### LIST OF TASKS
(a) List every potential application of nano-sized metal chalcogenides named in the passage on metal chalcogenide nanomaterials below.
(b) Answer these questions from the passage on metal chalcogenide nanomaterials below:
(i) Which two confined media are named for the known preparation method?
(ii) What difficulty has been encountered with that method?
(iii) What does the passage say is still a challenge for nano-sized metal chalcogenides?

### PASSAGE

────

In recent times, nano-sized metal chalcogenides materials have been the subject of significant research due to their potential applications as biological markers, nonlinear optical materials, luminescent devices, photodetectors, catalysts, and chemical sensors, etc. One known method to prepare metal chalcogenide nanomaterials involves reaction in a confined medium such as a microemulsion or a polymer matrix whereby difficulty has been encountered in producing particles of uniform sizes.
Although a large variety of synthesis approaches have been reported for the preparation of crystalline metal chalcogenides, the large-scale synthesis or mass production of nano-sized metal chalcogenides is still a challenge. Metal chalcogenides can be prepared using a variety of wet-chemical methods including sol-gel, co-precipitation, and hydrothermal synthesis.

────

### PROVIDED INFORMATION
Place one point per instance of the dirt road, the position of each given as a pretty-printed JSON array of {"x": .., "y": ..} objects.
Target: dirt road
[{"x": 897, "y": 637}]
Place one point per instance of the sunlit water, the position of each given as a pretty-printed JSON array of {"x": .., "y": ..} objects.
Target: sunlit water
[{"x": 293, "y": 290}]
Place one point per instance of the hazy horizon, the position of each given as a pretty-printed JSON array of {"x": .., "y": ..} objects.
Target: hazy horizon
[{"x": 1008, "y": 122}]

────

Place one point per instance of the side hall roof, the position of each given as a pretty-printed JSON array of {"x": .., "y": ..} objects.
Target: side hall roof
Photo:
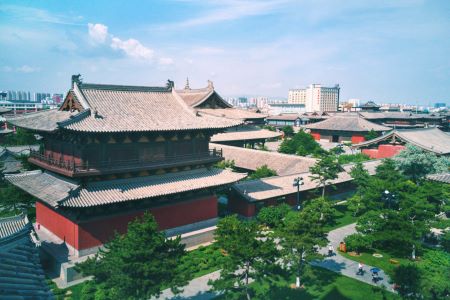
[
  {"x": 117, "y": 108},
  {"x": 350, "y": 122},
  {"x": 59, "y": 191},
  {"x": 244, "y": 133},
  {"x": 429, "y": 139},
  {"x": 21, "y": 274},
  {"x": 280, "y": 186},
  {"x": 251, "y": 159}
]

────

### SOLUTIONS FOR EACH TASK
(a) Biological markers, nonlinear optical materials, luminescent devices, photodetectors, catalysts, and chemical sensors.

(b)
(i) A microemulsion or a polymer matrix.
(ii) Producing particles of uniform sizes.
(iii) Their large-scale synthesis or mass production.